Give only the lines from the one containing "Target: harvested field" through the end of the material below, exactly as written.

○ ○ ○ ○ ○ ○ ○

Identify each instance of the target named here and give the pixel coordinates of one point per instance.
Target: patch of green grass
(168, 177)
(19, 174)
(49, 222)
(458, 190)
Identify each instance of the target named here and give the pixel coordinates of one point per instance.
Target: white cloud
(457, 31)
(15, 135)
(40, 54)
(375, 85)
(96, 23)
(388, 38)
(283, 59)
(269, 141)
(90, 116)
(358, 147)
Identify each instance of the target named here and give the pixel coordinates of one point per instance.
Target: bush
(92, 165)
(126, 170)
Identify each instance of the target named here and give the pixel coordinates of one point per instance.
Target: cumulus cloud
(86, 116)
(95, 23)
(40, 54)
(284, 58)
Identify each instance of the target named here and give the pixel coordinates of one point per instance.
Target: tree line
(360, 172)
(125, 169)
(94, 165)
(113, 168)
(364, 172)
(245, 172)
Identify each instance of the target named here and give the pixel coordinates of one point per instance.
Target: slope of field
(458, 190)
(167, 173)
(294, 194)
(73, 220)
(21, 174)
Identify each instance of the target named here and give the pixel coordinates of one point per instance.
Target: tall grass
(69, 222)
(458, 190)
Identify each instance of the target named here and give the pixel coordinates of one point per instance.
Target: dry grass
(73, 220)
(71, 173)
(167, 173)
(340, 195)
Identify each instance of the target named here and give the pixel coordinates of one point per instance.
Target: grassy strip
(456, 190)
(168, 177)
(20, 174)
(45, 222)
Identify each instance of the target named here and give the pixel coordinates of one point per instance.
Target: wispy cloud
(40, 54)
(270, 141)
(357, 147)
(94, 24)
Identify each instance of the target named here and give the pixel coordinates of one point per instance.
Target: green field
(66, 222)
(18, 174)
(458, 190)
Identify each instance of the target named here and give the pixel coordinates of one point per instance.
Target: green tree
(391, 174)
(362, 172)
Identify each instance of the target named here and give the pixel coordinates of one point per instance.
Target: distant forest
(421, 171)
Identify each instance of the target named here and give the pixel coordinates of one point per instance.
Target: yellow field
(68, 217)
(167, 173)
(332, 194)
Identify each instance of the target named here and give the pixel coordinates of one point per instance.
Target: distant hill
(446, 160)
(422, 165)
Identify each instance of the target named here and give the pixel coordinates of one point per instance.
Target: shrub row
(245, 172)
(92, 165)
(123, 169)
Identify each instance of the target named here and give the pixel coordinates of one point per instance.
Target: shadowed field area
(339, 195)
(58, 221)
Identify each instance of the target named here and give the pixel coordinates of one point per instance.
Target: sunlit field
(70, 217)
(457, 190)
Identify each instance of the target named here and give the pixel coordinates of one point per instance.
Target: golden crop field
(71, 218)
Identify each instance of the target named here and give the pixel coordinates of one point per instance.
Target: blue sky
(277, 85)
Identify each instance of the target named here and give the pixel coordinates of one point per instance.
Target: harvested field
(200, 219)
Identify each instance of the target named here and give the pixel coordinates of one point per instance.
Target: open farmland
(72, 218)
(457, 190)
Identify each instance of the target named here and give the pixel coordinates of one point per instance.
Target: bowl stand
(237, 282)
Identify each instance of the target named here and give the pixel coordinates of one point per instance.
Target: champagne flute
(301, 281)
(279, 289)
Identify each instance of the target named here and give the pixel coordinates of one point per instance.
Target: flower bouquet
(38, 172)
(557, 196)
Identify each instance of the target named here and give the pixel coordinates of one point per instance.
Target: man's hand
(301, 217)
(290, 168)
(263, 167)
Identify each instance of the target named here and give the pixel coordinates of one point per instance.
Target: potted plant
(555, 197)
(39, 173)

○ ○ ○ ○ ○ ○ ○

### Expected answer
Target: harvested field
(200, 219)
Identify each instance of the target named here and give the pixel coordinates of one point per instance.
Target: open farmland
(72, 218)
(457, 190)
Identify each instance of the target named here and give the pixel coordinates of one point per instance.
Target: bowl stand
(237, 282)
Identify each instance of the target named here and give the pixel coordinates of one point per instance.
Target: champagne flute
(301, 281)
(279, 289)
Identify each instance of the target named here and give the pixel coordinates of one point per instance.
Target: flower bouquet
(38, 172)
(557, 196)
Identify each instance of the target named here and give the pixel coordinates of one point per instance.
Target: man's hand
(301, 217)
(290, 168)
(263, 167)
Identify each instance of the target named here and give the pixel coordinates of one point per instance.
Target: potted plant
(555, 197)
(39, 173)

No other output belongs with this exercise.